→ Given entries
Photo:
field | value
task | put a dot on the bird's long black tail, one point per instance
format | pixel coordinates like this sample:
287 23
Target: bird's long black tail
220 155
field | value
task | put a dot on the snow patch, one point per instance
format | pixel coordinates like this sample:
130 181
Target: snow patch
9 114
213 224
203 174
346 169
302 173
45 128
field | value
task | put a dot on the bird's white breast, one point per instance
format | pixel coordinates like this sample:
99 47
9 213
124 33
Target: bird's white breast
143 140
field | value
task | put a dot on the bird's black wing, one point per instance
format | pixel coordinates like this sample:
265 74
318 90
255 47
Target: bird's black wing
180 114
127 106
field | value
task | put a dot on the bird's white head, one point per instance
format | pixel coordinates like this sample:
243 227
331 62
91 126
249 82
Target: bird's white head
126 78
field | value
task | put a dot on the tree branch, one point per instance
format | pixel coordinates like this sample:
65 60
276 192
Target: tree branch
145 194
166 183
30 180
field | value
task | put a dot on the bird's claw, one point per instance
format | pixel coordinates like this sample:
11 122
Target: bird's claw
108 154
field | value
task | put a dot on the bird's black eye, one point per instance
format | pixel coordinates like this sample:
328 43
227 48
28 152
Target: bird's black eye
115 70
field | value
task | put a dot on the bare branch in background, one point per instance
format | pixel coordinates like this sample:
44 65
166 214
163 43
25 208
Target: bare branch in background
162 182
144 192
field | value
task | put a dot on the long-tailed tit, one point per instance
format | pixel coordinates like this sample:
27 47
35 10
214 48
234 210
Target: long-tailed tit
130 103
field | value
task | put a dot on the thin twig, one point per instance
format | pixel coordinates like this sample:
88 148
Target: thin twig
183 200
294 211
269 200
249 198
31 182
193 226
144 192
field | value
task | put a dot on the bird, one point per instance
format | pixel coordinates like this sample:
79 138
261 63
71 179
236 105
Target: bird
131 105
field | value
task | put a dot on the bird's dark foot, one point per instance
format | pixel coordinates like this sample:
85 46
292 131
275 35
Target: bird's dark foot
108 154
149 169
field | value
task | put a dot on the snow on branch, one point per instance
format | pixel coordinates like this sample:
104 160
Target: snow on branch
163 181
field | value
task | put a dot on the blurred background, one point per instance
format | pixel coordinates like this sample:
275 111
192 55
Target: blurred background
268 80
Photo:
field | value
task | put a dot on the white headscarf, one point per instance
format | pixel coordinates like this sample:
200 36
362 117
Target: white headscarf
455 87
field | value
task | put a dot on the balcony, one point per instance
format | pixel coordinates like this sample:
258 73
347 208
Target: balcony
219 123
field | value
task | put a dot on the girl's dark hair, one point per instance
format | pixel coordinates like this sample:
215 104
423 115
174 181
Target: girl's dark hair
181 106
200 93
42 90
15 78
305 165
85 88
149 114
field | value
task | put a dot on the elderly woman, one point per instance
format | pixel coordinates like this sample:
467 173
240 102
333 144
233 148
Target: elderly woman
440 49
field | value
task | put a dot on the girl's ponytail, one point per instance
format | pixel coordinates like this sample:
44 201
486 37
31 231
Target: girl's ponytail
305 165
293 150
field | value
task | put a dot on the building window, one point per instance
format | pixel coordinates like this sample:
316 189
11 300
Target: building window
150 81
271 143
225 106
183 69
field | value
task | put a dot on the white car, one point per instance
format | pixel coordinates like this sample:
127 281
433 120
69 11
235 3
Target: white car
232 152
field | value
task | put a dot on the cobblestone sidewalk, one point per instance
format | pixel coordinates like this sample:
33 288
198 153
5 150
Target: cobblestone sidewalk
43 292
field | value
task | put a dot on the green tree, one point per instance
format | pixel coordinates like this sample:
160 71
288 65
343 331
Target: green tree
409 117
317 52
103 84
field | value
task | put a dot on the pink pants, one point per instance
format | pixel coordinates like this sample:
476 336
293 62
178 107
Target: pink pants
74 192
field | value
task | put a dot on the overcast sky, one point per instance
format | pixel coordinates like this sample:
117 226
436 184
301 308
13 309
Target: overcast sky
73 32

→ Problem to work on
Output the entire listing precisely as it stands.

→ Solution
Photo:
field | value
task | put a dot on the bird's long black tail, one point per instance
format | pixel coordinates like this sample:
287 23
Target: bird's long black tail
220 155
field | value
task | put a dot on the snow patch, one point per instance
format | pixel coordinates like this sample:
130 181
Target: snow patch
9 114
213 224
203 174
346 169
302 173
45 128
field | value
task | put a dot on the bird's white breast, one point per instance
format | pixel coordinates like this sample:
99 47
9 213
124 33
Target: bird's white breast
143 140
field | value
task | put a dot on the bird's black wing, one point per instance
format | pixel coordinates like this sample:
265 74
318 90
255 47
Target: bird's black wing
180 114
127 106
field | value
task | put a dot on the bird's white head, one point per instance
format | pixel coordinates like this sample:
243 227
331 62
91 126
249 82
Target: bird's white head
126 78
field | value
task | put a dot on the tree branch, one point per instance
format | pixel coordinates like this sample:
65 60
276 192
Target: tree branch
145 194
166 183
30 180
field | value
task | put a dot on the bird's claw, one point per instance
format | pixel coordinates like this sample:
11 122
Target: bird's claw
108 154
field | value
task | put a dot on the bird's black eye, one point per instance
format | pixel coordinates like this sample:
328 43
227 48
28 152
Target: bird's black eye
115 70
field | value
task | put a dot on the bare branch in background, one point per instance
format | pixel coordinates like this sample:
44 65
166 214
163 43
25 208
Target: bare branch in background
162 182
144 192
field | value
task | put a dot on the long-tailed tit, one point per instance
format | pixel coordinates like this sample:
27 47
35 10
214 48
234 210
Target: long-tailed tit
130 103
field | value
task | put a dot on the thin twig, one point per instance
format | pixel coordinates like this sample:
88 148
Target: thin twig
183 200
294 211
269 200
249 198
31 182
193 226
144 192
field | value
task | put a dot on the bird, one point per instance
format | pixel coordinates like this sample:
79 138
261 63
71 179
236 105
Target: bird
131 105
field | value
task | put a dot on the bird's dark foot, one point per instance
format | pixel coordinates like this sample:
85 46
292 131
275 35
Target: bird's dark foot
108 154
149 169
field | value
task | put a dot on the snow on branch, one point per instance
format | pixel coordinates like this sample:
104 160
Target: snow on branch
163 181
field | value
task | put a dot on the blurred background, one point per instance
format | pixel coordinates like this sample:
275 111
192 55
Target: blurred background
268 80
Photo:
field | value
task | put a dot on the white headscarf, one point per instance
format | pixel coordinates like this sample:
200 36
362 117
Target: white headscarf
455 87
field | value
task | put a dot on the balcony, one point per instance
format | pixel coordinates like this sample:
258 73
347 208
Target: balcony
219 123
field | value
task | put a dot on the girl's dark hair, one point per instance
format | pixel coordinates like this sample:
215 104
423 115
174 181
Target: girl's dark hair
181 106
200 93
42 90
15 78
305 165
85 88
149 114
field | value
task | put a dot on the elderly woman, one point per instance
format | pixel coordinates like this sample:
467 173
240 102
333 144
233 148
Target: elderly woman
440 49
field | value
task | put a dot on the girl's ponytail, one point per instance
format | pixel coordinates like this sample:
44 201
486 37
31 231
Target: girl's ponytail
305 165
293 150
field | value
task | put a dot on the building window, one point per instance
format | pixel coordinates like this sample:
316 189
11 300
Target: building window
150 81
271 143
225 106
183 69
field | value
task | put a dot on the white car, one point per instance
format | pixel coordinates like this sample:
127 281
433 120
69 11
235 3
Target: white car
232 152
field | value
task | put a dot on the cobblestone sidewalk, one point per instance
format | pixel coordinates like this sample:
33 288
198 153
5 150
Target: cobblestone sidewalk
43 292
field | value
task | put a dot on the green tree, one point per instance
format | pixel coordinates like this sample:
160 71
288 65
343 331
Target: green tree
409 117
317 52
103 84
field | value
task | put a dot on the pink pants, one point per instance
format | pixel coordinates like this sample:
476 336
293 62
178 107
Target: pink pants
74 192
field | value
task | put a dot on the overcast sky, one point per instance
format | pixel coordinates like this sample:
117 226
436 184
301 308
13 309
Target: overcast sky
73 32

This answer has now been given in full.